Aufgaben:
1. Welchen Beruf hätte Paul Weimerskirch nach dem Interview mit ihm gern ausgeübt, wenn er nicht Politiker geworden wäre?
2. Prüfen Sie anhand des Interviews mit Paul Weimerskirch, ob die folgenden Aussagen zutreffen, und belegen Sie jede Antwort mit den entscheidenden Worten des Interviews: (a) Weimerskirch besucht mit seiner Frau eine Bundesgartenschau. (b) Weimerskirch bedauert einige Dinge, die er getan hat. (c) Zu seinen Hobbys gehört das Schwimmen.
3. Führen Sie das Interview mit Paul Weimerskirch im Anschluss an die letzte Frage „Und sonst?“ weiter.

Text:
::::
Die Aufteilung des Bürgermeisterpostens in Schifflingen war zwischen den beiden Koalitionsparteien seit Langem vereinbart. Vielleicht ist es auch das, was Weimerskirch heute so gefasst wirken lässt. Sein Leben als aktiver Politiker sei abgeschlossen, sagt er, nun beginne ein neuer Abschnitt. Es sei wichtig, nicht nur loslassen zu wollen, sondern auch loslassen zu können, gibt er zu verstehen. Und man gewinnt den Eindruck: Es gelingt ihm. Wir wollen daher die Kommunalpolitik in unserem Gespräch ein Stück weit außen vor lassen und uns anderen Themen widmen: Ein ehemaliger Bürgermeister gibt Auskunft. Ein Abschiedsgespräch ohne Pathos, aber mit viel Leben.
An seinem letzten Tag als Bürgermeister hat Paul Weimerskirch noch im Büro vorbeigeschaut, um sich zu verabschieden. Danach ist er zu einer mehrtägigen Urlaubsreise aufgebrochen.
Ich besuche mit meiner Frau eine Bundesgartenschau. Es ist ein Dankeschön … für alles. (Sie wisse am besten wofür, scheint er sagen zu wollen.)
Und was jetzt?
Alles gut. Ich bemerke jetzt schon seit Tagen, dass ich nicht mehr morgens aufwache und mich sofort frage, welche Termine ich habe, wen ich anrufen oder wem ich antworten muss.
Kam das Leben zu kurz während Ihrer politischen Karriere?
Nein, finde ich nicht. Ich bedauere nichts, was ich gemacht habe. Allerdings würde ich mit meinen Erfahrungen heute rückblickend einiges etwas anders machen. Entscheidungen, die man trifft, gefallen nicht immer jedem. Eine Äußerung, ein Benehmen, gegenüber Mitmenschen, vielleicht im Eifer des Gefechtes, können mitunter verletzend sein. Das war nie böse gemeint. (Wen oder was er genau damit meint, sagt er nicht.) Mein Leben ist mein Leben. Ich bin froh, Bürgermeister gewesen zu sein. Und meine Gemeinde Schifflingen, mein Heimatort mochte und mag ich … und meine Frau würde ich sicher nochmals heiraten.
Das wird Ihrer Frau gefallen. Was sagt sie denn zum neuen Kapitel?
Sie freut sich mit mir. Wir freuen uns auf ein neues Leben, andere Aufgaben.
Wenn nicht Politiker, was dann?
Journalist, das wäre mein Traumberuf gewesen. Weil Journalisten zur Demokratie gehören. Informieren. Kommunizieren und hinterfragen. Ohne Journalismus wäre ein Teil der Freiheit eingeschränkt.
Hobbys?
Die Musik, also Bass-Tuba spielen, außerdem Tennis und Radfahren.
Und sonst?
::::
Vorliegende Datensätze:
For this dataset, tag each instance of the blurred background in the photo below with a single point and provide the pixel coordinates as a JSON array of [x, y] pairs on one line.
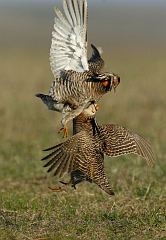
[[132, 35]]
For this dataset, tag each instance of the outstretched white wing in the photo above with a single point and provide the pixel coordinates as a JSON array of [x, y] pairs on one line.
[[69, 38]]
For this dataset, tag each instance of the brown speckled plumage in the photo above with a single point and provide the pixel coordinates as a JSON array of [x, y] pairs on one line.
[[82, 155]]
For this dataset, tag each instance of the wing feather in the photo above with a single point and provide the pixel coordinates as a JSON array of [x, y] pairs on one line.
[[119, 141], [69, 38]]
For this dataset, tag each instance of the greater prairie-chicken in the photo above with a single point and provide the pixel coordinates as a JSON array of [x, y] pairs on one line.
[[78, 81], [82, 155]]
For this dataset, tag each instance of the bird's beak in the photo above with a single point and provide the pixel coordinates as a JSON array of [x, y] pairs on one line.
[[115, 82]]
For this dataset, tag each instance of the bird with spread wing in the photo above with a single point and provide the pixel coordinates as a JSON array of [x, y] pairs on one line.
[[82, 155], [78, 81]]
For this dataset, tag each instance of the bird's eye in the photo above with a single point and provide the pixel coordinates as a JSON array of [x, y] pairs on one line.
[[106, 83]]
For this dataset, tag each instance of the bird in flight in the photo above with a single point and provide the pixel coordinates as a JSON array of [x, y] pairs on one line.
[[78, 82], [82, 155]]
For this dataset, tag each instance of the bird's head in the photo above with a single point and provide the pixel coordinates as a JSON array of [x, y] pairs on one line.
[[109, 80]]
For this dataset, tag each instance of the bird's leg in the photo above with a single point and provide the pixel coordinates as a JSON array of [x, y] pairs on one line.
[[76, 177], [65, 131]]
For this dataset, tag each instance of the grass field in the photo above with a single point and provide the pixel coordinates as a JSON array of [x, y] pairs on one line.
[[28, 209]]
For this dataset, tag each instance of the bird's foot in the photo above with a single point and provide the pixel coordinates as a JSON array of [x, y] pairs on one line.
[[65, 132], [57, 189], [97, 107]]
::::
Lösungen:
1. Journalist, das wäre sein Traumberuf gewesen.

2.
(a) Ja: „Ich besuche mit meiner Frau eine Bundesgartenschau.“
(b) Nein: „Ich bedauere nichts, was ich gemacht habe.“
(c) Nein: „Die Musik, also Bass-Tuba spielen, außerdem Tennis und Radfahren.“

3.
Viele sagen mir, was ich machen soll. Ich weiß es, ich mache, wie ich will, das heißt: Leben, vor allem öfters zu Hause kochen und mehr für Familie, Frau, zwei Söhne und vier Enkelkinder da sein.
Und was sagen die Enkelkinder?
Was macht Großvater denn jetzt? Oder schön, dass der Bopa nun mehr Zeit hat, um mit uns spielen zu können.
Also ein richtiger Schnitt?
Denke schon, hoffe schon. Ruhiger möchte ich es auf jeden Fall angehen. Mich, wie gesagt, als Großvater mehr einbringen. Und dann weiter Musik spielen. Im Musikverein wurde ich nie genervt mit irgendwelchen politischen Fragen oder Bitten. Und ich möchte in Zukunft auch intensiver proben.
Aber geht das so einfach, wenn man doch viel Zeit seines Lebens mit Politik verbracht hat? Sie waren ja auch außerhalb politischer Ämter aktiv, als Mitglied des Büros der CSV-Fraktion. Kann man so einfach loslassen?
Ich werde sicherlich nicht aufhören, mich für Politik zu interessieren. Für die nationale wie die internationale. Aber ich werde mich nicht einmischen in Diskussionen, sei es in der Gemeinde oder bei der CSV. Und wenn es dann wirklich unbedingt sein müsste, bei einem Thema, das mir sehr am Herzen liegt, dann werde ich unter Umständen etwas sagen, aber ich werde die Entscheidungen, die nach meiner aktiven Zeit getroffen werden, nicht öffentlich kommentierend begleiten.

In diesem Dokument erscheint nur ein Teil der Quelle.